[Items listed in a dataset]

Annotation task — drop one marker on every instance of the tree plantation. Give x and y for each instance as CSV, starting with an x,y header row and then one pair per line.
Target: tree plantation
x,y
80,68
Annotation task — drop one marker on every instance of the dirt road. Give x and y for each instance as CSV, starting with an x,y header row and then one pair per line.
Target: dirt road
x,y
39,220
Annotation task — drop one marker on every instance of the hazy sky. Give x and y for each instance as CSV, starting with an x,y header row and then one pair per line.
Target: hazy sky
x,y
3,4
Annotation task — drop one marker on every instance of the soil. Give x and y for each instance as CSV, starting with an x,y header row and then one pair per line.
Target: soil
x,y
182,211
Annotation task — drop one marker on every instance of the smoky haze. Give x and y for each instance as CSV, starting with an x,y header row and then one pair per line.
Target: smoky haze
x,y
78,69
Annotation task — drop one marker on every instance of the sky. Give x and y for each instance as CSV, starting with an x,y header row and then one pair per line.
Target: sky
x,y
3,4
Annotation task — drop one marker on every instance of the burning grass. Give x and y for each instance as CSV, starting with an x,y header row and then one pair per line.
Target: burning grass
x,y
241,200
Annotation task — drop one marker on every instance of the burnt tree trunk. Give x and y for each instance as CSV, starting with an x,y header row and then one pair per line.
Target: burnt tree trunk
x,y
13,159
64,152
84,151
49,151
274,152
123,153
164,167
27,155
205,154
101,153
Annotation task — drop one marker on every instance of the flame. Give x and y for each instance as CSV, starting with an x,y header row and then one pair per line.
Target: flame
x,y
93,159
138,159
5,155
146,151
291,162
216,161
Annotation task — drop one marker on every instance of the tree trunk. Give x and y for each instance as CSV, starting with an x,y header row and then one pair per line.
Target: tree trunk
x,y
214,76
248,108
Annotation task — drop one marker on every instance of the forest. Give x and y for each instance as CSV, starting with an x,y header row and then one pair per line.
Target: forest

▸ **Stated goal**
Rewrite everything from the line containing "of the burnt" down to the end of the material, switching "flame" to "fire" and leaving all else unchanged.

▸ **Answer**
Annotation task — drop one marker on every instance of the burnt tree trunk. Give x and y for each instance as CSV, starting with an x,y header row and then one pair per line.
Target: burnt tree trunk
x,y
13,159
64,152
84,151
49,151
274,152
123,153
164,167
27,155
205,154
101,153
Annotation task — drop one marker on every instance of the fire. Give x and y for each instance as CSV, starting with an x,y header row and then one pair per line.
Target: fire
x,y
93,159
138,159
5,155
146,151
291,162
216,161
Annotation task — drop one marker on every instance of the tree trunk. Give x and y for each instance as CSV, starting with an x,y header row and then one pair per line.
Target: tree trunk
x,y
214,76
248,108
Annotation task — drop one marker on every instance of the forest. Give x and y for each instance as CSV, starting with an x,y header row and then one pair per line.
Target: forest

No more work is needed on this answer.